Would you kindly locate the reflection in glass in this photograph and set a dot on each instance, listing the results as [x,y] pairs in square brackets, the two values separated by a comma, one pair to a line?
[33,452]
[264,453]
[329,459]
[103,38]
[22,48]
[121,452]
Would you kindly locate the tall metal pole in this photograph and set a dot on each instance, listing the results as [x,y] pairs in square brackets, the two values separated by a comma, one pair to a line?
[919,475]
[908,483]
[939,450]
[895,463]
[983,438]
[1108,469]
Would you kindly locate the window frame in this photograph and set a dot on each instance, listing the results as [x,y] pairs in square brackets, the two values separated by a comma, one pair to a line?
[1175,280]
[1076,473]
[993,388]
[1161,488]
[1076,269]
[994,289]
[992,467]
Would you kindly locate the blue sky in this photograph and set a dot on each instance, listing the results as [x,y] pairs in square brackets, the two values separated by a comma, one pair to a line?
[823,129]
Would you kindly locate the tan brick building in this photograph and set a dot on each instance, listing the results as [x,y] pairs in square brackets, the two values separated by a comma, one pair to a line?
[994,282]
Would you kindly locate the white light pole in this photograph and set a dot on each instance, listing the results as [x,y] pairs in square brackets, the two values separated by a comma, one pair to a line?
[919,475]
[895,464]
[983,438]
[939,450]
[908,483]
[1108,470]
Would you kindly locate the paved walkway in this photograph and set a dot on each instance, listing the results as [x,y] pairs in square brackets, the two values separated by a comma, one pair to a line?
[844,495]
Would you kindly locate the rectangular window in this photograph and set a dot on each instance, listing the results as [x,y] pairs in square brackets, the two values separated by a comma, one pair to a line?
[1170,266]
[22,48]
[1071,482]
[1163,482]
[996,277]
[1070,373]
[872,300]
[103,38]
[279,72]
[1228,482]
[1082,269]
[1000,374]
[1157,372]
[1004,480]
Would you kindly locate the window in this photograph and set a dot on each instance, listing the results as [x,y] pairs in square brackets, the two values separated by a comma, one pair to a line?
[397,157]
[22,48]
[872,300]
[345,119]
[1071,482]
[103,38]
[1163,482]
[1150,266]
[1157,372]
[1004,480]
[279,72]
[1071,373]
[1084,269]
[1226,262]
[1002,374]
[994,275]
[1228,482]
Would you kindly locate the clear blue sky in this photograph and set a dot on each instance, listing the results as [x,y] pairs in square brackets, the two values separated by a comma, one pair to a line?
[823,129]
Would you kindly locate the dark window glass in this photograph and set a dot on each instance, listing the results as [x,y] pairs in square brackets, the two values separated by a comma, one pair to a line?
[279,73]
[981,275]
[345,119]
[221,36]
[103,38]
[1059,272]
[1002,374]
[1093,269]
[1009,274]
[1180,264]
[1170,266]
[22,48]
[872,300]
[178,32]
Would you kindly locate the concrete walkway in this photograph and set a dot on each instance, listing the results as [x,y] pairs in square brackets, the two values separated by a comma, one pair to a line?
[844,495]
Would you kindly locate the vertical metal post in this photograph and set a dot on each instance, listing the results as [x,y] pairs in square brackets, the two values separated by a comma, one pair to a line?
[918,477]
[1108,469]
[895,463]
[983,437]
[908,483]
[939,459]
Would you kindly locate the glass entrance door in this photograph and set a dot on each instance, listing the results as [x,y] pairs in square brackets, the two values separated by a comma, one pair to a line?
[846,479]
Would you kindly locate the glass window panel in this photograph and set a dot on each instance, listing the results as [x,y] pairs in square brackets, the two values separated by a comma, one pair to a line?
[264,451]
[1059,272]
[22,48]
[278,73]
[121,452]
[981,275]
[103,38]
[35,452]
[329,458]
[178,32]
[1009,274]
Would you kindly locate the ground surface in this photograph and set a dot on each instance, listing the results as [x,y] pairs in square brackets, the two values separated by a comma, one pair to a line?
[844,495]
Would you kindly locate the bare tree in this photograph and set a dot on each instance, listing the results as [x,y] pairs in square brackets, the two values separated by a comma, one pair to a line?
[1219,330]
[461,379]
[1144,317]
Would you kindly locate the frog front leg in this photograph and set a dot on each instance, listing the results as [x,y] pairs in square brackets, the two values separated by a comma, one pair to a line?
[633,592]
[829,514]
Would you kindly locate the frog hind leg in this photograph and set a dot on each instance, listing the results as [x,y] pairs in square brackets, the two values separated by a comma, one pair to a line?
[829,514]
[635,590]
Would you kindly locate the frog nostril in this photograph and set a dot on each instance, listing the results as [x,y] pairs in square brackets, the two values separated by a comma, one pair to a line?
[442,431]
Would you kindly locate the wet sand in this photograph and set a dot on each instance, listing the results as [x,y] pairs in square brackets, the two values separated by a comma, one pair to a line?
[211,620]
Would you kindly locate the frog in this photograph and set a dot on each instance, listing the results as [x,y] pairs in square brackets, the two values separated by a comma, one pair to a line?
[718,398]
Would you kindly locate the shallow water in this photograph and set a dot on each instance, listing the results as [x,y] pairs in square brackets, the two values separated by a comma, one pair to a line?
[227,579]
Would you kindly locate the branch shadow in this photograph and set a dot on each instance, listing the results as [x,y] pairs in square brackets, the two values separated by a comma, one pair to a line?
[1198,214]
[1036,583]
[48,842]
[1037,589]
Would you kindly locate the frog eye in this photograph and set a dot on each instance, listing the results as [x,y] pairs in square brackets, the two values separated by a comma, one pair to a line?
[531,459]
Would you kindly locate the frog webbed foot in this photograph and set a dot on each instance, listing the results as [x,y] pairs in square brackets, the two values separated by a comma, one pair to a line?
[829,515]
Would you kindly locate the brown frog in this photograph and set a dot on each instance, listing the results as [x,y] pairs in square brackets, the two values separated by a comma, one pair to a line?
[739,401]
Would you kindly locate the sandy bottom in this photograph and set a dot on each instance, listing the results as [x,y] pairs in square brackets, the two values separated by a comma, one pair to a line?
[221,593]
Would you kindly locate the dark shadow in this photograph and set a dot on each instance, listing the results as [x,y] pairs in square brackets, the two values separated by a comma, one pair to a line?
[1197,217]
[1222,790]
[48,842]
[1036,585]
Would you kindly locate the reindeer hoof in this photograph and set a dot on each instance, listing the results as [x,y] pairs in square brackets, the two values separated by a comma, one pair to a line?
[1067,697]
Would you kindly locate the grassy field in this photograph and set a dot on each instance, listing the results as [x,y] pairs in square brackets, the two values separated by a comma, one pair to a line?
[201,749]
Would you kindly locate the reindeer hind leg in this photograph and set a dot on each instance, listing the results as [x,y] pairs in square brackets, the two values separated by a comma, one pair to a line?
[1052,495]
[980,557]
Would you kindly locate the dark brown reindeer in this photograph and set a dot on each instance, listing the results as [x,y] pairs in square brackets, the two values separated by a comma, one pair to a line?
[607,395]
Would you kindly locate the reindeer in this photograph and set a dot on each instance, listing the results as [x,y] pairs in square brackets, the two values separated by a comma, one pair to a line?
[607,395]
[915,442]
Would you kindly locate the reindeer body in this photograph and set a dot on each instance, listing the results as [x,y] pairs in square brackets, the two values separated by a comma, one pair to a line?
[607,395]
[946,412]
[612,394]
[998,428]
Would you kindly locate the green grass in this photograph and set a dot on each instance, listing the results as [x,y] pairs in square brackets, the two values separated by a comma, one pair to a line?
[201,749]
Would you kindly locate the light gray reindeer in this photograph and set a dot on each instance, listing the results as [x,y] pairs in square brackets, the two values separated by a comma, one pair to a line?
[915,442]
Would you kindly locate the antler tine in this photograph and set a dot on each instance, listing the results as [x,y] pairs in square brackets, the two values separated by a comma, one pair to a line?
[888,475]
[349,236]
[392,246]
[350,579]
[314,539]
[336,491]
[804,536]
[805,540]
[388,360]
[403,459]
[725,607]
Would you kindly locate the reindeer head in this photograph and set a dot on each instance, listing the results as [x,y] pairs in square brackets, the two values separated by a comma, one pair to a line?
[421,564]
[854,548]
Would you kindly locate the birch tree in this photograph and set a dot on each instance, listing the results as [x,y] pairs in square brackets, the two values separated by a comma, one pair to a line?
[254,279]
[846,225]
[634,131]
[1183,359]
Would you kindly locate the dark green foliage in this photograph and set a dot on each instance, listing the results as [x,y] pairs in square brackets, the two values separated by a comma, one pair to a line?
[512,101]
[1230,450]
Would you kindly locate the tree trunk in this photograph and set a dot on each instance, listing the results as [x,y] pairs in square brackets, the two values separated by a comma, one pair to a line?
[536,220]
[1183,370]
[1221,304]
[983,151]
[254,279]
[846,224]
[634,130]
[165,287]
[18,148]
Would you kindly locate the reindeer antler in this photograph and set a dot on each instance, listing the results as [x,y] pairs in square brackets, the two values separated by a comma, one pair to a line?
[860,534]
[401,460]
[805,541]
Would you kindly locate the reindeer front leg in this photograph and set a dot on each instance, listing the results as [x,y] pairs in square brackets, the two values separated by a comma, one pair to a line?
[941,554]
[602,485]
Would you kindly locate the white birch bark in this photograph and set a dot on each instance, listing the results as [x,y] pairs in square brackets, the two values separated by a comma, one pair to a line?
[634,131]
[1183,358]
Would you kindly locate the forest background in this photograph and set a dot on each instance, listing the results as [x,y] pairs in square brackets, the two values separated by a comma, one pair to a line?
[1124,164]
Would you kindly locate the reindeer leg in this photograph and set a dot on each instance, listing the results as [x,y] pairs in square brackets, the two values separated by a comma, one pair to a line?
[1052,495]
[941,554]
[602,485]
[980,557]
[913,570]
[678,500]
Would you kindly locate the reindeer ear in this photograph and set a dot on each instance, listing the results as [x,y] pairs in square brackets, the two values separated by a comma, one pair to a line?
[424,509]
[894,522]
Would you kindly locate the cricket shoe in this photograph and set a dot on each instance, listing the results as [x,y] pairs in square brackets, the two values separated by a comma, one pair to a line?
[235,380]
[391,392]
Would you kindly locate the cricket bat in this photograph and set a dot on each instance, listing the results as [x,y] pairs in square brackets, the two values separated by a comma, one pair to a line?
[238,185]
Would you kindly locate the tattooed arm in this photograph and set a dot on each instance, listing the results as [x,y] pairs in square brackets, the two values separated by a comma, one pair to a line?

:::

* **Goal of the exercise**
Take the lines from the one containing "Would you kindly locate the reindeer leg" to the last line of the material above and write them out exactly.

* **Exercise solution**
Would you kindly locate the reindeer leg in this photograph and set a dot on each instance, listing the results as [x,y] pairs in square brackets, the two values separated by a comma, one pair to a line?
[1052,495]
[941,554]
[602,485]
[980,557]
[913,570]
[678,500]
Would you kindly locate the reindeer ear in this photograph and set a dot on each instance, listing the results as [x,y] pairs in square brackets, the two values separated by a comma, one pair to a line?
[424,509]
[894,522]
Would you kindly locate the cricket shoe in this photograph and set a dot on each instance, listing the results as [x,y] pairs in square brackets, the two values separated by a comma, one pair to a line?
[235,380]
[391,392]
Would you kindly locate the cricket bat in this photograph and set a dot on each instance, listing the results as [x,y] pairs in square brackets, the two values separated by a comma, one pair to a line?
[238,185]
Would you kindly locate the tattooed arm in this photograph and set a dot on each instance, listing the results as [x,y] pairs in square brackets, the two values separated by a comma, one pair to a line?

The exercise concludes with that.